Region labeling records
☆ ☆ ☆

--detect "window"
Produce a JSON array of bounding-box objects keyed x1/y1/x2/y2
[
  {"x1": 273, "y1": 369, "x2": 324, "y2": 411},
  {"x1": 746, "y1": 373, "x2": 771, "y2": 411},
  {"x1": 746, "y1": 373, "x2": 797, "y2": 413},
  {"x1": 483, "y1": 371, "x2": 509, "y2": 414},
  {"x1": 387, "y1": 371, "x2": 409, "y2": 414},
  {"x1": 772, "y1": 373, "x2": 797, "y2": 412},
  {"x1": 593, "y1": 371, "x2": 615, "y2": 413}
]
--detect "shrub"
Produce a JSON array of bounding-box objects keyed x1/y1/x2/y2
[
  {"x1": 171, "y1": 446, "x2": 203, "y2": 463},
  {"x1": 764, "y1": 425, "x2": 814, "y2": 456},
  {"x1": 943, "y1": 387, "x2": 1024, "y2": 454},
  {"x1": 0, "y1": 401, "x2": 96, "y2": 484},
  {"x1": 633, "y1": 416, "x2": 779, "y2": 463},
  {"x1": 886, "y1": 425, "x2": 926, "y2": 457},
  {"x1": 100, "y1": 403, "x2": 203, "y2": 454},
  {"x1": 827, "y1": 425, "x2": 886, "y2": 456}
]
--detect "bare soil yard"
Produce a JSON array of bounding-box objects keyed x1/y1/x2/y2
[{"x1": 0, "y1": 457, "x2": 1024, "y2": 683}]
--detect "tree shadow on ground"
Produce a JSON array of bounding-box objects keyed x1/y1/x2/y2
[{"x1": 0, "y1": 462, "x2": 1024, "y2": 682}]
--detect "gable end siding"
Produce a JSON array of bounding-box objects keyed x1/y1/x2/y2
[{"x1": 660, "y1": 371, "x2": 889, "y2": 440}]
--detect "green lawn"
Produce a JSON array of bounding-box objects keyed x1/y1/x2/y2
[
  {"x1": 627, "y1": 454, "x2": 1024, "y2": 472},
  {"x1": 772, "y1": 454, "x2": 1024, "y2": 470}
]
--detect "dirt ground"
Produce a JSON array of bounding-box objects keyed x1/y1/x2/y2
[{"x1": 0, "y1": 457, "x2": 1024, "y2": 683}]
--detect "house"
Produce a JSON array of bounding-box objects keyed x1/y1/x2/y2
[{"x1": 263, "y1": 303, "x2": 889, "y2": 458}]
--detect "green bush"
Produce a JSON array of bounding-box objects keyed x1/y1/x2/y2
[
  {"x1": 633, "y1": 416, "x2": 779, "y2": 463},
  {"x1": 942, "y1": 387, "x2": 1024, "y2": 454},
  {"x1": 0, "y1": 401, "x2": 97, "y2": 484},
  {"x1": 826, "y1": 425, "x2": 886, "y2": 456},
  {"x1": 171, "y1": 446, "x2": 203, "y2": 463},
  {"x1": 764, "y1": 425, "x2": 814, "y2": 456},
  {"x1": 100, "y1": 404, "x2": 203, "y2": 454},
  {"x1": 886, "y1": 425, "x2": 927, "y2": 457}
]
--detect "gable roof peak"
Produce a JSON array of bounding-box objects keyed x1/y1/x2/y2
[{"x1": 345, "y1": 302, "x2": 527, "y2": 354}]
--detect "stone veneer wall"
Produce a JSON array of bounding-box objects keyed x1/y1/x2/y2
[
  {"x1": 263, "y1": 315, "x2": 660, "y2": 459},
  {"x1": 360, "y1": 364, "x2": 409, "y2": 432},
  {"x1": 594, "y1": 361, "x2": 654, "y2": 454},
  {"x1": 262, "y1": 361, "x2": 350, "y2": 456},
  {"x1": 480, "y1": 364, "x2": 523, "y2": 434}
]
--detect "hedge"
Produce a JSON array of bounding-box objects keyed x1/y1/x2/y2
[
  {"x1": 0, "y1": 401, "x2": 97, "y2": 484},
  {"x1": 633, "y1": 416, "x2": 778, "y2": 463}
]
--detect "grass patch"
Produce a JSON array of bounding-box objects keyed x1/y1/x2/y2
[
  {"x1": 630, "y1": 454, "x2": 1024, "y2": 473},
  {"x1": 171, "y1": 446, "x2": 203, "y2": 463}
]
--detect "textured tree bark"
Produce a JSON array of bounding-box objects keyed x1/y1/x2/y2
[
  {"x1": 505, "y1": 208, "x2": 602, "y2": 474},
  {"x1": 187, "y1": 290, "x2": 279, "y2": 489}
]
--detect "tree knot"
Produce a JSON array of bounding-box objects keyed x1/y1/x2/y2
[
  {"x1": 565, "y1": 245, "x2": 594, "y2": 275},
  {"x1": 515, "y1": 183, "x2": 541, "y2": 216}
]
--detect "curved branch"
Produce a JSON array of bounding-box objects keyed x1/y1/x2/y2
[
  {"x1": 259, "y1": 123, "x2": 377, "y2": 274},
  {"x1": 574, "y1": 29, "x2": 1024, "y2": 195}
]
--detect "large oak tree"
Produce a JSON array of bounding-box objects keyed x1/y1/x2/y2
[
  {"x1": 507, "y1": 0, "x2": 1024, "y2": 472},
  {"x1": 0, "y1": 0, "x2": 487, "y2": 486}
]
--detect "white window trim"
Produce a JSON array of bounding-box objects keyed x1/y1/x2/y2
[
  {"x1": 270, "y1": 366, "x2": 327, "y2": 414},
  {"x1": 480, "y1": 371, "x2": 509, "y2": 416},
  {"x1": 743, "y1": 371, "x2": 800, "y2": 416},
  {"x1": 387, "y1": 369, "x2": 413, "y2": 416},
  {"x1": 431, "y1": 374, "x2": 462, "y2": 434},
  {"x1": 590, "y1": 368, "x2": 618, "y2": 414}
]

☆ ☆ ☆

### PROBLEM TO WORK ON
Gather each line of the region labeling records that contains the string "window".

### ANSWER FOR THIS EXERCISE
--detect "window"
--detect "white window trim"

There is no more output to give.